### What you need to do
Among the lines of the data, copy those that hold "below".

+++ Provided records +++

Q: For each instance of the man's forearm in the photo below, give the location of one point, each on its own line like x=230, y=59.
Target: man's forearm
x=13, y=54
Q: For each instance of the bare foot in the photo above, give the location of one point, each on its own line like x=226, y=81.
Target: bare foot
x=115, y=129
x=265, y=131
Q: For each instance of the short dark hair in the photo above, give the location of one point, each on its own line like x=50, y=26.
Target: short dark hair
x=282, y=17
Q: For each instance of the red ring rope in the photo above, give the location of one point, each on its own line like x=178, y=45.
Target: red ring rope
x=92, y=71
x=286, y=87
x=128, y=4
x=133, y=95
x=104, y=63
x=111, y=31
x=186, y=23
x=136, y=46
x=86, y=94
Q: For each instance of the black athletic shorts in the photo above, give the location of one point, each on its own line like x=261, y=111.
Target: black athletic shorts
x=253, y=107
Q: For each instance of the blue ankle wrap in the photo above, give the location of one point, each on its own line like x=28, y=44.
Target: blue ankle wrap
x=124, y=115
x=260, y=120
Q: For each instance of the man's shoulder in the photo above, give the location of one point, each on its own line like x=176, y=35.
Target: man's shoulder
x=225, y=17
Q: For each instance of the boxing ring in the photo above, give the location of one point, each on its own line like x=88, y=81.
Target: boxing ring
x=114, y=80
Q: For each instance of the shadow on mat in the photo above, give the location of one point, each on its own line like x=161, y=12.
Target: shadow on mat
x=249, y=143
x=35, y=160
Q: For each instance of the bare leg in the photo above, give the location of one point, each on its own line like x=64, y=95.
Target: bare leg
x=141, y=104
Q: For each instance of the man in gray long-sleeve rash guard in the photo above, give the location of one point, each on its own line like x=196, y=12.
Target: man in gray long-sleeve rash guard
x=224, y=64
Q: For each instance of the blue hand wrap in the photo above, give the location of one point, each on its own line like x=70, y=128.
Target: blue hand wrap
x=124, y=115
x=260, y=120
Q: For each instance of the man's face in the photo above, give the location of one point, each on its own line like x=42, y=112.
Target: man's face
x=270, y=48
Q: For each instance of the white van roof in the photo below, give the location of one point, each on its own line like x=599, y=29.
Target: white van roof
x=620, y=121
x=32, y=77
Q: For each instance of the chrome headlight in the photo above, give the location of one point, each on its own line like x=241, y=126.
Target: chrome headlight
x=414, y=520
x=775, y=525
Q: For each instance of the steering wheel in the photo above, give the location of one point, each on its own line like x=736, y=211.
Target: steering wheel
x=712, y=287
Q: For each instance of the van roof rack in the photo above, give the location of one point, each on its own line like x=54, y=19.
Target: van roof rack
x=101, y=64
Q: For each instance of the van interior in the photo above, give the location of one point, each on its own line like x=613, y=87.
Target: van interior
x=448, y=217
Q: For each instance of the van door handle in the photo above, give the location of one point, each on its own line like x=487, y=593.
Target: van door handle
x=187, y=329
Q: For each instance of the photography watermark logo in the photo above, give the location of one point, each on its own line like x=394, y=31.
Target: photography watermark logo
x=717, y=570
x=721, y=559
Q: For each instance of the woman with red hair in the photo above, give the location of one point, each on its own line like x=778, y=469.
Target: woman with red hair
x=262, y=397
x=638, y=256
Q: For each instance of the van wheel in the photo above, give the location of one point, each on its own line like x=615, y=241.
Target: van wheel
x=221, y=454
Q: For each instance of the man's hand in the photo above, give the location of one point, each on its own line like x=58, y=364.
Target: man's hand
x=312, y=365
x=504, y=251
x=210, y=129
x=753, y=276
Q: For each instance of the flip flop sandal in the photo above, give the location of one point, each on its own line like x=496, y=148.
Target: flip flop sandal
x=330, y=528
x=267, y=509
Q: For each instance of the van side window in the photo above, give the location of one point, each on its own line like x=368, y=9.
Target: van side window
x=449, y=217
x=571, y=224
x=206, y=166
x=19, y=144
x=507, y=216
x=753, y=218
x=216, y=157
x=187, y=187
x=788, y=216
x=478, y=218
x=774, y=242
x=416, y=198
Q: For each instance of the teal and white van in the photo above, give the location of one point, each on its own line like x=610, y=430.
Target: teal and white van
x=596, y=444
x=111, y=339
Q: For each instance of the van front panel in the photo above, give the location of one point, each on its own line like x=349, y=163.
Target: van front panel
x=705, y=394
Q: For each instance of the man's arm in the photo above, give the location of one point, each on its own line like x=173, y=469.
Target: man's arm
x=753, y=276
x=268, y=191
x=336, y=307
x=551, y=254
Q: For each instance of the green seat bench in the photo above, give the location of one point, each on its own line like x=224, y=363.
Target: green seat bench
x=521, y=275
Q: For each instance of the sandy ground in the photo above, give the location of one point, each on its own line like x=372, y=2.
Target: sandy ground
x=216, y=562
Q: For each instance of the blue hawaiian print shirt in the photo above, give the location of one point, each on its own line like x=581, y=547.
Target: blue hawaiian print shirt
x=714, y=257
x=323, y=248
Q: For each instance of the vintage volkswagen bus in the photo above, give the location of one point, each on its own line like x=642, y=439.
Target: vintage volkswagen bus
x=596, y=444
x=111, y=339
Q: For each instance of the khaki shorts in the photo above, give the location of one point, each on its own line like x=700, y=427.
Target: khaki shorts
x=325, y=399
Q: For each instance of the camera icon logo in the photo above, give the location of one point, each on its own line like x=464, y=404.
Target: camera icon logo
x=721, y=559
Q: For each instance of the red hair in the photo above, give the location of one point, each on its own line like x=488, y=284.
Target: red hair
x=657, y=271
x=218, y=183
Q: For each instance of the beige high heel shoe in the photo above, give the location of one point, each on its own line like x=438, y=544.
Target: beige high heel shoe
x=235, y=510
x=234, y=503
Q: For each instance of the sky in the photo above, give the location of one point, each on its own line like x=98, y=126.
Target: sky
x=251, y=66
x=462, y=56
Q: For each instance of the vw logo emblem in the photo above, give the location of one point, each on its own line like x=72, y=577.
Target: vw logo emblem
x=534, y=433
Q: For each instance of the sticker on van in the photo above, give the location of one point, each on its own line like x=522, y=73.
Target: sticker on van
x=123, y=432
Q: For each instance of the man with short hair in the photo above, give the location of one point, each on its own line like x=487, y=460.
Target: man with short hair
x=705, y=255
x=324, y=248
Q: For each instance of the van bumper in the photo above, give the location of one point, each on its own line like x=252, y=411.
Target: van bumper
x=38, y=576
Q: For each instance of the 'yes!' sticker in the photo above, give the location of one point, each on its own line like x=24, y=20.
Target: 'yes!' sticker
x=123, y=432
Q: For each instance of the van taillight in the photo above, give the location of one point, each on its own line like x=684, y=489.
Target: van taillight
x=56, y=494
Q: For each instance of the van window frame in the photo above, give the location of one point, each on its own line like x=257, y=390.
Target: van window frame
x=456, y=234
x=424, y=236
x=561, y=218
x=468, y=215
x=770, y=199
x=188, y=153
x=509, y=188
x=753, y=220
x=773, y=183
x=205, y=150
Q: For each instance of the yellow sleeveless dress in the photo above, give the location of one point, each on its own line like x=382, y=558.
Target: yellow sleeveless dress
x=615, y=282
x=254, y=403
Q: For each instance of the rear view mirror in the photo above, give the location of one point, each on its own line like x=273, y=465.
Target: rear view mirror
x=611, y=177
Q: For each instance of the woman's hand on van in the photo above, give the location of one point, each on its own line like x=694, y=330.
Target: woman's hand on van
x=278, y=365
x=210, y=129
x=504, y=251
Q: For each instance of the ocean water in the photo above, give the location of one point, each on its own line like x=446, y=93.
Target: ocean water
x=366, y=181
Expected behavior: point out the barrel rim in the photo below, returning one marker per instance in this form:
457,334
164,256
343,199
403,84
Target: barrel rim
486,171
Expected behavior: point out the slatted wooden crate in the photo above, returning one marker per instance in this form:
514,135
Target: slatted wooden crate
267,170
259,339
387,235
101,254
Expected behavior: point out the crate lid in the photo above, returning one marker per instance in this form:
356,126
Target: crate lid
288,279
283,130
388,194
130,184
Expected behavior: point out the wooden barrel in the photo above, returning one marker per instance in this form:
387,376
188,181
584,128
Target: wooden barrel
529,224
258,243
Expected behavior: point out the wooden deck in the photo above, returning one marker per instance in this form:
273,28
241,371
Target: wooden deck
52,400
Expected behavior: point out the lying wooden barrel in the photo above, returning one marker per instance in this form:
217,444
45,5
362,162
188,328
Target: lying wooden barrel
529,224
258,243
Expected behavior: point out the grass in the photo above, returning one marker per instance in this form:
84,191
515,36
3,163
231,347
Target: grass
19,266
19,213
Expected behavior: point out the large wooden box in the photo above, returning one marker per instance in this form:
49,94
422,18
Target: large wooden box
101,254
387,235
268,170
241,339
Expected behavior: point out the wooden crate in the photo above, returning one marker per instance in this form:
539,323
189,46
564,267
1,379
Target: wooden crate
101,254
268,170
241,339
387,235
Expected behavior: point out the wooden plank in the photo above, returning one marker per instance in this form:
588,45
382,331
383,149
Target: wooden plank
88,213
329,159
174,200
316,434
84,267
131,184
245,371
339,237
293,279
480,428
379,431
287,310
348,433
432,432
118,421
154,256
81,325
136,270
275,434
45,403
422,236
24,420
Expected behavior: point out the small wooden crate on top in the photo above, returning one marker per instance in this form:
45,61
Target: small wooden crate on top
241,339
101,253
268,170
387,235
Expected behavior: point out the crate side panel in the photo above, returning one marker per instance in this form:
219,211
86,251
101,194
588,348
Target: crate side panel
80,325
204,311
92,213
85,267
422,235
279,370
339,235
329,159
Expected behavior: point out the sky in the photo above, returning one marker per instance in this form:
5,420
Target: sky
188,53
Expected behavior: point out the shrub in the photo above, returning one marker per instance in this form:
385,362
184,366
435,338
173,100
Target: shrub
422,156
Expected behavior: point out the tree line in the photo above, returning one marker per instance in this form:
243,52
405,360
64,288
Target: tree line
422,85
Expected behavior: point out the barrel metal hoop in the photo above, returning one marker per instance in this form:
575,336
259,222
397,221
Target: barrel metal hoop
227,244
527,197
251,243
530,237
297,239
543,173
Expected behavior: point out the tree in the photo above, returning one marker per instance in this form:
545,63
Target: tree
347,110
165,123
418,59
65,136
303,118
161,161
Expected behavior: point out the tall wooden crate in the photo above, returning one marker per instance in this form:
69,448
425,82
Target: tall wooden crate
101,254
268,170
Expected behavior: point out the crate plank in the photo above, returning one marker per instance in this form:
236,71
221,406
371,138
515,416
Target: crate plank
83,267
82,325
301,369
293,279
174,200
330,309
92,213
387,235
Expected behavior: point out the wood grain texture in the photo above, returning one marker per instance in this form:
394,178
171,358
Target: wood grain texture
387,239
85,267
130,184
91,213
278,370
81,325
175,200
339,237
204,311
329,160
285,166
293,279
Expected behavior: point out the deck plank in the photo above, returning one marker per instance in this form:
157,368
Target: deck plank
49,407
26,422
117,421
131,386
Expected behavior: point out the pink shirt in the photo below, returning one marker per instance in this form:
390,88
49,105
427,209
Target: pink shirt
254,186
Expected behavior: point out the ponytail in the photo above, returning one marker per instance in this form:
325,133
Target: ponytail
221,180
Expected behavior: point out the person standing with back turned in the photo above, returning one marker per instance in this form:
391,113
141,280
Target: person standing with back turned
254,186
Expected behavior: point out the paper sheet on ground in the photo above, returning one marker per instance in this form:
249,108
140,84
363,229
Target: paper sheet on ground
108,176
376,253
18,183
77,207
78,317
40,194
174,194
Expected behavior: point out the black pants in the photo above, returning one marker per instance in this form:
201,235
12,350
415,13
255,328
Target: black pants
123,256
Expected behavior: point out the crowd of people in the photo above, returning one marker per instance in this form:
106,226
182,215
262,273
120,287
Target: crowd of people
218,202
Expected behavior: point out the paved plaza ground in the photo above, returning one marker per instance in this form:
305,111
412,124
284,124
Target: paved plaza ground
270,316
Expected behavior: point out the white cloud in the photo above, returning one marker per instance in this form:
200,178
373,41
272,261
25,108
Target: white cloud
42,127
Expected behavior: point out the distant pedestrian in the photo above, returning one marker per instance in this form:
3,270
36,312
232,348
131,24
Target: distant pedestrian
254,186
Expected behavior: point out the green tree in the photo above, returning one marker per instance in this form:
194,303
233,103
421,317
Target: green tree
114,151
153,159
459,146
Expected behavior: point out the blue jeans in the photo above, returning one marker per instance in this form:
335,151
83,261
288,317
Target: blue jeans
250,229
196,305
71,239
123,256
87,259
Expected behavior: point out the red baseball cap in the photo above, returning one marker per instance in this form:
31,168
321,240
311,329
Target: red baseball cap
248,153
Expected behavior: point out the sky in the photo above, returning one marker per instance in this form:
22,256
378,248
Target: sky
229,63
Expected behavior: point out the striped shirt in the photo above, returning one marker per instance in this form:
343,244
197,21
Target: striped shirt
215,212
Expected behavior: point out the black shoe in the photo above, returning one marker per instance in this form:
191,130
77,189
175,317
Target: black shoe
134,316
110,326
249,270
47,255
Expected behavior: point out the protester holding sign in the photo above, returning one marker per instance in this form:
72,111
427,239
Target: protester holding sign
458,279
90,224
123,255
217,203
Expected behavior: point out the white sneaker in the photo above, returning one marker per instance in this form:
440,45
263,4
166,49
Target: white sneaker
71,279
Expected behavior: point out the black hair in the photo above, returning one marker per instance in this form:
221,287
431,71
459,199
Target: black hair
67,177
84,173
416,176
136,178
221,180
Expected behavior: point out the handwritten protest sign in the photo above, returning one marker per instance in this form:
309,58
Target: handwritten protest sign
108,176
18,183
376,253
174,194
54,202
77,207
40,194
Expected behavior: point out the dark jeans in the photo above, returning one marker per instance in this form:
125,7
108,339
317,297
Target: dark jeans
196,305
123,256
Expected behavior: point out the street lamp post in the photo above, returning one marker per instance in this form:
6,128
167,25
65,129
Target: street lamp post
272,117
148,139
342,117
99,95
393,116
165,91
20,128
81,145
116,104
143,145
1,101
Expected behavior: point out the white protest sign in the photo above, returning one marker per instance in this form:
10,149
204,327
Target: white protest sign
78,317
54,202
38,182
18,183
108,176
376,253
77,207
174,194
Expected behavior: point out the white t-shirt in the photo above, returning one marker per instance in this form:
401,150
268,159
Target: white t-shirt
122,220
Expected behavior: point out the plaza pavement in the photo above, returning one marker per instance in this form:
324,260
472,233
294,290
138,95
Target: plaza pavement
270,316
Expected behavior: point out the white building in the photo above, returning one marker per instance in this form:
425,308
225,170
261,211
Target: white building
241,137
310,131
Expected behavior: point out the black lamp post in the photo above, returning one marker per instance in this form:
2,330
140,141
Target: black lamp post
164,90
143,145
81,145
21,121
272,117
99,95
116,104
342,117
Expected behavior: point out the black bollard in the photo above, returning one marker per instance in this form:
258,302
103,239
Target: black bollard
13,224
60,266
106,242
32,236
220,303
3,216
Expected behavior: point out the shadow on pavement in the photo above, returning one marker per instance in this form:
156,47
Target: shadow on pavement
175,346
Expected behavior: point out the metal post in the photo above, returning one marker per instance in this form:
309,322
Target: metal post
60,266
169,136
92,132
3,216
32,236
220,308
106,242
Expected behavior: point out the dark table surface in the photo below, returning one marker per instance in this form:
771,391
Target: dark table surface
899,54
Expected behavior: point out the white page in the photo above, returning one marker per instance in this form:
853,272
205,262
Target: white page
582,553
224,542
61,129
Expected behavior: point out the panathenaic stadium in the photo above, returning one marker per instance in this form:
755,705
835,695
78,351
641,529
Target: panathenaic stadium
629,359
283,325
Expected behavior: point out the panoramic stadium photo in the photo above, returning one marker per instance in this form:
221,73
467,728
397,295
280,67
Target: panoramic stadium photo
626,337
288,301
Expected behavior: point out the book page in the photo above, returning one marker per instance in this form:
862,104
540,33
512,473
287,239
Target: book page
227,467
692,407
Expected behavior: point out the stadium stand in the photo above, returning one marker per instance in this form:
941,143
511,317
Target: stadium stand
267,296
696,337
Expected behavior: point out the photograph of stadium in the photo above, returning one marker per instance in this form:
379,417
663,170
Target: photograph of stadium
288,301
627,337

+++

### Final answer
Q: For each instance of the man's forearm in the photo below, give the location of one point, each on its own line like x=230, y=59.
Q: For each instance of the white van roof in the photo below, give the location of one point, each on its own line like x=599, y=29.
Expected behavior: point out the barrel rim in the photo below, returning one marker per instance in this form:
Expected behavior: point out the pink shirt in the photo below, returning one marker per instance in this form:
Expected behavior: point out the dark table surface in the photo below, returning one marker per instance in this form:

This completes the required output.